_ASSIGNED TASK_
Each line below from the one containing "[locate] concrete landing" through the one containing "[locate] blue metal" is to be given again exactly, and no line outside that span.

_INFORMATION SUPPLIED_

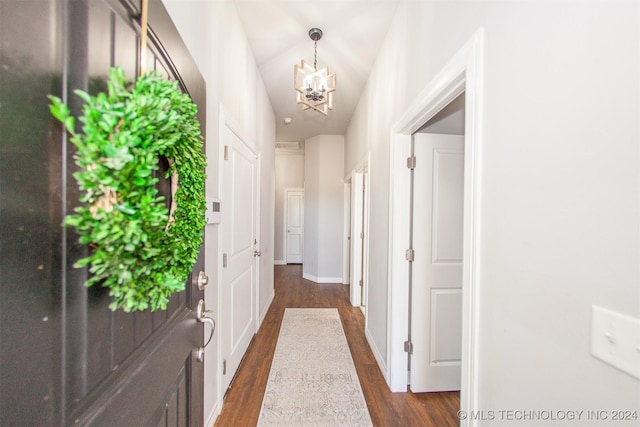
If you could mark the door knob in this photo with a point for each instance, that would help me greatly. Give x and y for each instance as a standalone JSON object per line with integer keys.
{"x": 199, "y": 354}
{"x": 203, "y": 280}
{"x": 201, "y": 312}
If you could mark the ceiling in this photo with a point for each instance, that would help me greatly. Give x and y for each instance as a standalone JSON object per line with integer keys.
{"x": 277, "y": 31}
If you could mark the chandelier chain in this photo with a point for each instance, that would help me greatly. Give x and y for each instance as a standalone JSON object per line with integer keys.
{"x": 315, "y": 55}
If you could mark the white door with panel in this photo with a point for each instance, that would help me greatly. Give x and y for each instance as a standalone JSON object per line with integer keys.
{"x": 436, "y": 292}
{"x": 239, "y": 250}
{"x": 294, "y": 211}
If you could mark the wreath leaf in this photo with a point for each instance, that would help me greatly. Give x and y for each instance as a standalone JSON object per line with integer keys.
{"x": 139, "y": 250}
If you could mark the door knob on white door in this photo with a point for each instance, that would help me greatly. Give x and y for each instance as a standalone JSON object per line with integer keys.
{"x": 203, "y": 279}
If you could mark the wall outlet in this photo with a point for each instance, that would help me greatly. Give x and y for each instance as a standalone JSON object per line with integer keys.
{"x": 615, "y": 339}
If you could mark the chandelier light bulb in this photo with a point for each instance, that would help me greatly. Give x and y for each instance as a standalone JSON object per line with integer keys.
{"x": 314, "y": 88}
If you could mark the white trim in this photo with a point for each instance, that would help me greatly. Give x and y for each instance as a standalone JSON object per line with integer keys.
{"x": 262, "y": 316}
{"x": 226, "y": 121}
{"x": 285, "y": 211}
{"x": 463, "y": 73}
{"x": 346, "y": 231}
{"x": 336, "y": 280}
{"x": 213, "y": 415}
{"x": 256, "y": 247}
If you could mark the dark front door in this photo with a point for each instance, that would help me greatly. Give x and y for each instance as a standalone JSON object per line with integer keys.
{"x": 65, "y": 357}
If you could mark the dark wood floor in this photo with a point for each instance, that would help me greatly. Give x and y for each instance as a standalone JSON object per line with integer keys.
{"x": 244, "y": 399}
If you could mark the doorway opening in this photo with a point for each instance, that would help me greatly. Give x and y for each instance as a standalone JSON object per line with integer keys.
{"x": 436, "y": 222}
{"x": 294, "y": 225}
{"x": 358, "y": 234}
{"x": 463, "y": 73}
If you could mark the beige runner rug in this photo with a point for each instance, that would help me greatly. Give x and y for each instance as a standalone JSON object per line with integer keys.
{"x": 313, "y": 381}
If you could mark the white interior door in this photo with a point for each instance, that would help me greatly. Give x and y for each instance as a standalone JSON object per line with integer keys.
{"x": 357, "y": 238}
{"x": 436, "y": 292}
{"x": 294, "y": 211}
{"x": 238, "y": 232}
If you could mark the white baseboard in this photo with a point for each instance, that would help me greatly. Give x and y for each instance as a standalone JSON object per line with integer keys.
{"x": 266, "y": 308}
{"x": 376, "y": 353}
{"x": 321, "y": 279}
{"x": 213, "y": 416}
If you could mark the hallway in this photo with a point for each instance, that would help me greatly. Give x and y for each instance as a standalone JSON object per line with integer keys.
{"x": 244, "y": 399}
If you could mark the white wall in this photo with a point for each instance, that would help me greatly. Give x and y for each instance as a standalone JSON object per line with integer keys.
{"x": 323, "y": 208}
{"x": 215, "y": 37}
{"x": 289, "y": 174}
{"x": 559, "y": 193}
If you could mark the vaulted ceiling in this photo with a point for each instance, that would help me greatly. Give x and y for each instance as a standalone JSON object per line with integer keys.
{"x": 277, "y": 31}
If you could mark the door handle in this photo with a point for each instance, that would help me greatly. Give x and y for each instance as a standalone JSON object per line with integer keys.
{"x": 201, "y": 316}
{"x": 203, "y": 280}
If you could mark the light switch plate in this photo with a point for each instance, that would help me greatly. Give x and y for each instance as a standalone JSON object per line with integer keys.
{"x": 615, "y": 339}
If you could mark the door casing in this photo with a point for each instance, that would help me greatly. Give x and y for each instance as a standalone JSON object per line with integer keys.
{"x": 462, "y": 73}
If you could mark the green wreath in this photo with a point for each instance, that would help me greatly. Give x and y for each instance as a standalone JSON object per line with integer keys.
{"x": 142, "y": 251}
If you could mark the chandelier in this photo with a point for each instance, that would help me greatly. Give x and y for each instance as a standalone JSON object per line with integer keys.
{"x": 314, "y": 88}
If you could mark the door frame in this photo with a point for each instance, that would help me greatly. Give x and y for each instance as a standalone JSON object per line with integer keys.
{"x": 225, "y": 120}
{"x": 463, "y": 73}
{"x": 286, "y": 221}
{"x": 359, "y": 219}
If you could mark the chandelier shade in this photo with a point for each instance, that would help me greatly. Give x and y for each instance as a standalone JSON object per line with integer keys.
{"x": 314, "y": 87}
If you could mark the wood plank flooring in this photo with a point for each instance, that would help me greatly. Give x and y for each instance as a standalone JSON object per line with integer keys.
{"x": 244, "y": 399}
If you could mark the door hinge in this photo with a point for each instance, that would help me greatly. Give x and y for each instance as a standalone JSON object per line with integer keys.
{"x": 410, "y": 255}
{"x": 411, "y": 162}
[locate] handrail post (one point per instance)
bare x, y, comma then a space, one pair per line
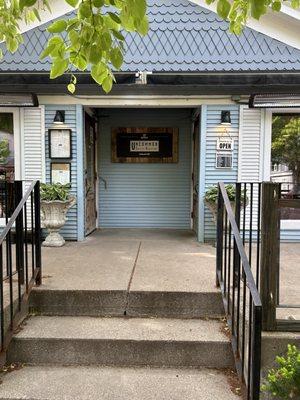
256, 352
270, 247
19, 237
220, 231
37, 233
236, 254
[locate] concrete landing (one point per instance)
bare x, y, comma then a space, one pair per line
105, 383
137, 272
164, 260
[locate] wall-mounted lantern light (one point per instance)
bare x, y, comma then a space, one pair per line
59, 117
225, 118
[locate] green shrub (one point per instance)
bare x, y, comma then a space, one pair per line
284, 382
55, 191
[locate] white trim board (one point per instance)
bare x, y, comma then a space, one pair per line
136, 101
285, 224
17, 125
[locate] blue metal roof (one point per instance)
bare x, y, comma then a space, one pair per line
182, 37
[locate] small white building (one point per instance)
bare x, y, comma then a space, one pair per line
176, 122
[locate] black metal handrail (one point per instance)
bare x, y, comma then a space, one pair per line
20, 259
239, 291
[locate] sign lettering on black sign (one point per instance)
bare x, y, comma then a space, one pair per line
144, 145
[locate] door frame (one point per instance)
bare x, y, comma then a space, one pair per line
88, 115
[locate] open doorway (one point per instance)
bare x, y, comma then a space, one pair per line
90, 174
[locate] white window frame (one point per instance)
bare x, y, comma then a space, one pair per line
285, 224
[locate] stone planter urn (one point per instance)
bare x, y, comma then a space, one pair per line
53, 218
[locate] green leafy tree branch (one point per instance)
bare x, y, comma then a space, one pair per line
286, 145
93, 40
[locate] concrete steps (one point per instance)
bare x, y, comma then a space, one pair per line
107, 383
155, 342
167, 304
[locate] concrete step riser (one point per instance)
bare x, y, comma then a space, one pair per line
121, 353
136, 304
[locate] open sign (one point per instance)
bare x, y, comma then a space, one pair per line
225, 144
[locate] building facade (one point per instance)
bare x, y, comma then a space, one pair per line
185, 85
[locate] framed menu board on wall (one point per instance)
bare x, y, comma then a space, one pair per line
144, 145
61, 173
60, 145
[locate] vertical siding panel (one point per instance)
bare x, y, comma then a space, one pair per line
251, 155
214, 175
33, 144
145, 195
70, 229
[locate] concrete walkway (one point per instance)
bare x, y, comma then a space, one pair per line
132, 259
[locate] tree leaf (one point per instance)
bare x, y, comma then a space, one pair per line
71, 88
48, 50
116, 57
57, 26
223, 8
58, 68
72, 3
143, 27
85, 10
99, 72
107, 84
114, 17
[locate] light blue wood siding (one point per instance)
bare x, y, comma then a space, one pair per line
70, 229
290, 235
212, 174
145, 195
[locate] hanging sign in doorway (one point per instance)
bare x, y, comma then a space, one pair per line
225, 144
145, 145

...

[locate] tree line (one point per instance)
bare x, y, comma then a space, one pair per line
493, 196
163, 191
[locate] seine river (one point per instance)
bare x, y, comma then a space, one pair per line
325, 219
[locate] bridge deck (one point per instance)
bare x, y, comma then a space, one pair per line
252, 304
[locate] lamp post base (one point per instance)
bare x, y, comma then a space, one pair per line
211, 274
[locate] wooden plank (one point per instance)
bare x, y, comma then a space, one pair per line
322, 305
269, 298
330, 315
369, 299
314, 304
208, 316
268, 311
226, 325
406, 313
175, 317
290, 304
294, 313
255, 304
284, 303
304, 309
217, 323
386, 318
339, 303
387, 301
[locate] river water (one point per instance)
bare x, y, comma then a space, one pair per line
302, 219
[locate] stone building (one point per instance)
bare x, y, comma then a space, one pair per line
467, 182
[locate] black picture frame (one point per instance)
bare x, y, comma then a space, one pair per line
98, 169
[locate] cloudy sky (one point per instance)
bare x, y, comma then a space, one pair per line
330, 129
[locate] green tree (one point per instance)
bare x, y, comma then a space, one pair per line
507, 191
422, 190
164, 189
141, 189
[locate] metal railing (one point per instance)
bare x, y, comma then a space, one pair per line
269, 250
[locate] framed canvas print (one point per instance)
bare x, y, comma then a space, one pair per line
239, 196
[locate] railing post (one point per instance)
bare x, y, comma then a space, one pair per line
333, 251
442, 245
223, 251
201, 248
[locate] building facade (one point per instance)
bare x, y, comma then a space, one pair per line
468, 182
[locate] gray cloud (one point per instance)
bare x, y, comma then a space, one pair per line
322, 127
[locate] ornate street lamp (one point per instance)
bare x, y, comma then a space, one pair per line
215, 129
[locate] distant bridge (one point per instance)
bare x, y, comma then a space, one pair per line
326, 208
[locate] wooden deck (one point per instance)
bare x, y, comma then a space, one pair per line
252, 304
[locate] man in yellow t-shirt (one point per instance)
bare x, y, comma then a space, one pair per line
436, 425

_SOLUTION FOR THIS PROBLEM_
[locate] concrete landing (one point per instance)
bare x, y, comma then a space, one pair per line
105, 383
137, 272
164, 260
[locate] wall-mounted lantern light (one point per instance)
bare x, y, comma then a space, one pair per line
59, 117
225, 118
[locate] green shrub (one point per instance)
bare x, y, comma then a space, one pair per line
284, 382
55, 191
[locate] white trim board (one point per instance)
bare x, y, comma then a space, one pair per line
136, 101
285, 224
17, 125
[locate] blue metal roof (one point per instance)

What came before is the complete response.